» **Your goal**: Please copy each of the following items word for word, leaving the pictures out of your answer.

» **Working data**:
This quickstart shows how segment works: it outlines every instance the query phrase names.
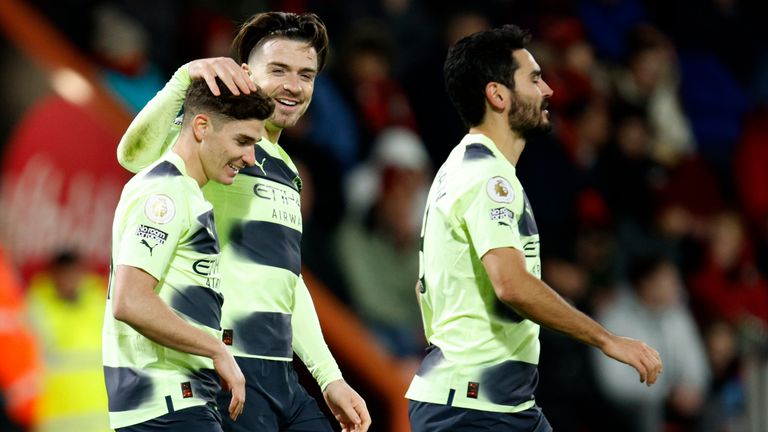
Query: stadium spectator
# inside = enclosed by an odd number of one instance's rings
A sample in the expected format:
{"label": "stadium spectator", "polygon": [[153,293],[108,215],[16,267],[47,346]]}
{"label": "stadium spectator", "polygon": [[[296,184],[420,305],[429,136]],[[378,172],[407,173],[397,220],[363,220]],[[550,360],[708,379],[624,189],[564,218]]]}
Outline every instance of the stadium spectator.
{"label": "stadium spectator", "polygon": [[631,369],[594,353],[597,381],[630,419],[636,432],[664,430],[671,416],[689,429],[701,413],[709,387],[704,344],[683,301],[684,288],[673,262],[661,256],[636,257],[629,267],[629,287],[597,312],[604,326],[647,340],[659,348],[664,373],[651,389],[640,389]]}
{"label": "stadium spectator", "polygon": [[27,309],[43,354],[38,431],[110,430],[101,365],[107,281],[74,251],[32,278]]}
{"label": "stadium spectator", "polygon": [[385,129],[370,159],[348,179],[352,208],[335,253],[352,306],[368,328],[395,356],[420,359],[424,340],[413,280],[429,159],[419,137],[404,128]]}

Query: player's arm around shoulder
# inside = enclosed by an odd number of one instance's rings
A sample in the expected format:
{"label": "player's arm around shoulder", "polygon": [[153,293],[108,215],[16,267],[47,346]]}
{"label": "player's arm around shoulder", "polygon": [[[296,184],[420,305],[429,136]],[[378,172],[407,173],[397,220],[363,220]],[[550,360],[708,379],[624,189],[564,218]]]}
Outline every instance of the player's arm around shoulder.
{"label": "player's arm around shoulder", "polygon": [[525,257],[514,248],[497,248],[483,257],[496,296],[522,316],[599,348],[634,367],[640,382],[651,385],[661,373],[659,353],[642,341],[616,336],[569,305],[552,288],[530,274]]}

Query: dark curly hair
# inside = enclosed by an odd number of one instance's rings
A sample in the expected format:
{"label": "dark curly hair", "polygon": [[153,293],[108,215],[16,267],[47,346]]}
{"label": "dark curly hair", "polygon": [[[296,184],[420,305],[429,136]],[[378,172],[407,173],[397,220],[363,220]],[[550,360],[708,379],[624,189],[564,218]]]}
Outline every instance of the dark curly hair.
{"label": "dark curly hair", "polygon": [[266,120],[275,109],[275,102],[261,89],[250,94],[233,95],[218,77],[216,85],[221,91],[220,96],[211,93],[205,80],[192,80],[184,99],[184,112],[189,114],[189,118],[207,113],[231,120]]}
{"label": "dark curly hair", "polygon": [[328,32],[313,13],[264,12],[252,16],[243,23],[232,41],[232,56],[238,63],[246,63],[255,47],[274,38],[306,42],[317,53],[317,71],[325,67]]}
{"label": "dark curly hair", "polygon": [[514,74],[520,65],[512,52],[524,49],[530,41],[527,31],[507,24],[464,37],[448,50],[443,67],[445,87],[468,127],[483,121],[489,82],[514,90]]}

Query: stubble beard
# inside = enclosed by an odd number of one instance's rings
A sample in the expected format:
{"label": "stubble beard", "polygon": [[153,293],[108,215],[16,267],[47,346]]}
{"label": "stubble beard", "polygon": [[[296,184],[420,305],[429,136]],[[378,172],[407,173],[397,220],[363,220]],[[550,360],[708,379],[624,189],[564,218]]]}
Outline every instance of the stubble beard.
{"label": "stubble beard", "polygon": [[517,98],[509,110],[509,128],[525,139],[547,134],[552,130],[552,123],[544,118],[543,111],[543,106]]}

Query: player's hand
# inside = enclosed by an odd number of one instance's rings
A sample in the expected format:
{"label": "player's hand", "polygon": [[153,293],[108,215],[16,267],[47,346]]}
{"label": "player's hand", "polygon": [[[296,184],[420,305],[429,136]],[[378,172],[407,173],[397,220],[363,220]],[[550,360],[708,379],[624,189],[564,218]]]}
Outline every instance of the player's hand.
{"label": "player's hand", "polygon": [[663,365],[658,351],[642,341],[621,336],[612,336],[602,348],[608,357],[626,363],[640,374],[640,382],[653,385],[661,374]]}
{"label": "player's hand", "polygon": [[213,368],[221,377],[221,387],[224,391],[232,392],[232,401],[229,403],[229,417],[234,421],[243,412],[245,407],[245,376],[240,371],[235,358],[224,348],[213,356]]}
{"label": "player's hand", "polygon": [[346,381],[336,380],[328,384],[323,398],[341,425],[342,432],[365,432],[371,426],[365,401]]}
{"label": "player's hand", "polygon": [[248,72],[229,57],[194,60],[189,63],[187,70],[190,78],[204,79],[211,93],[216,96],[221,94],[219,86],[216,85],[216,77],[219,77],[234,95],[239,95],[240,92],[250,94],[257,88]]}

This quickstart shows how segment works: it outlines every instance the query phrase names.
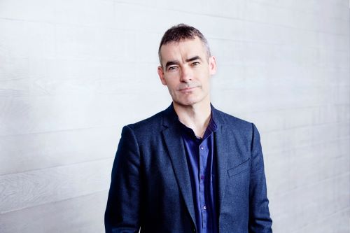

» **Final answer**:
This quickstart shows how segment works: it outlines every instance the query phrase names.
Query: stadium spectator
# inside = enclosed by an odd number of one instance's rings
A sample in the expected format:
{"label": "stadium spectator", "polygon": [[153,293],[108,215],[16,267],[47,346]]}
{"label": "stadium spectator", "polygon": [[[296,184],[420,305],[429,136]],[[378,172],[407,173],[397,220],[363,220]],[[550,360],[708,379],[624,189],[564,218]]]}
Outline every instance of the stadium spectator.
{"label": "stadium spectator", "polygon": [[631,369],[594,353],[597,381],[630,419],[636,432],[664,430],[671,416],[689,429],[701,413],[709,387],[704,344],[683,301],[684,288],[673,262],[661,256],[636,257],[629,267],[629,287],[597,312],[604,326],[647,340],[659,348],[664,373],[651,389],[640,389]]}
{"label": "stadium spectator", "polygon": [[27,309],[43,354],[38,431],[110,430],[101,365],[107,281],[74,251],[32,278]]}
{"label": "stadium spectator", "polygon": [[385,129],[370,159],[348,179],[352,208],[335,253],[352,306],[368,328],[395,356],[420,359],[424,340],[413,280],[429,159],[419,137],[404,128]]}

Query: player's arm around shoulder
# inside = enclosed by an odd number of one instance's rings
A sample in the expected format:
{"label": "player's arm around shoulder", "polygon": [[153,293],[108,215],[16,267],[47,346]]}
{"label": "player's arm around shoulder", "polygon": [[[296,184],[420,305],[429,136]],[[378,172],[407,173],[397,220],[363,220]],[[550,360],[708,379],[624,189],[564,218]]]}
Outline every instance of the player's arm around shoulder.
{"label": "player's arm around shoulder", "polygon": [[525,257],[514,248],[497,248],[483,257],[496,296],[522,316],[599,348],[634,367],[640,382],[651,385],[661,373],[659,353],[642,341],[616,336],[569,305],[552,288],[530,274]]}

Query: dark curly hair
# inside = enclosed by an odd number of one instance's rings
A sample in the expected format:
{"label": "dark curly hair", "polygon": [[153,293],[108,215],[16,267],[47,346]]}
{"label": "dark curly hair", "polygon": [[[296,184],[420,305],[429,136]],[[378,172],[407,173],[397,220],[363,220]],[[550,360],[708,379],[624,189],[564,218]]]}
Outline every instance of the dark curly hair.
{"label": "dark curly hair", "polygon": [[266,120],[275,109],[275,102],[261,89],[250,94],[233,95],[218,77],[216,85],[221,91],[220,96],[211,93],[205,80],[192,80],[184,99],[184,112],[189,114],[189,118],[207,113],[231,120]]}
{"label": "dark curly hair", "polygon": [[328,32],[313,13],[264,12],[252,16],[243,23],[232,41],[232,56],[238,63],[246,63],[255,47],[274,38],[306,42],[317,53],[317,71],[325,67]]}
{"label": "dark curly hair", "polygon": [[514,74],[520,65],[512,52],[524,49],[530,41],[527,31],[507,24],[464,37],[448,50],[443,67],[445,87],[468,127],[483,121],[489,82],[514,90]]}

Query: stubble beard
# inside = enclosed by an odd number of one instance's rings
A sample in the expected format:
{"label": "stubble beard", "polygon": [[153,293],[108,215],[16,267],[47,346]]}
{"label": "stubble beard", "polygon": [[[296,184],[420,305],[429,136]],[[378,172],[407,173],[397,220],[363,220]],[[550,360],[708,379],[624,189],[564,218]]]}
Outline every instance of the stubble beard.
{"label": "stubble beard", "polygon": [[517,98],[509,110],[509,128],[525,139],[547,134],[552,130],[552,123],[544,118],[543,111],[543,106]]}

Query: player's hand
# inside = enclosed by an odd number of one instance's rings
A sample in the expected format:
{"label": "player's hand", "polygon": [[153,293],[108,215],[16,267],[47,346]]}
{"label": "player's hand", "polygon": [[[296,184],[420,305],[429,136]],[[378,172],[407,173],[397,220],[363,220]],[[550,360],[708,379],[624,189],[564,218]]]}
Outline every instance of the player's hand.
{"label": "player's hand", "polygon": [[663,365],[658,351],[642,341],[621,336],[612,336],[602,348],[608,357],[626,363],[640,374],[640,382],[653,385],[661,374]]}
{"label": "player's hand", "polygon": [[213,368],[221,377],[221,387],[224,391],[232,392],[232,401],[229,403],[229,417],[234,421],[243,412],[245,407],[245,376],[240,371],[235,358],[224,348],[213,356]]}
{"label": "player's hand", "polygon": [[346,381],[336,380],[328,384],[323,398],[341,425],[342,432],[365,432],[371,426],[365,401]]}
{"label": "player's hand", "polygon": [[248,72],[229,57],[194,60],[189,63],[187,70],[190,78],[204,79],[211,93],[216,96],[221,94],[219,86],[216,85],[216,77],[219,77],[234,95],[239,95],[240,92],[250,94],[257,88]]}

This quickstart shows how segment works: it outlines every instance the query phrase names.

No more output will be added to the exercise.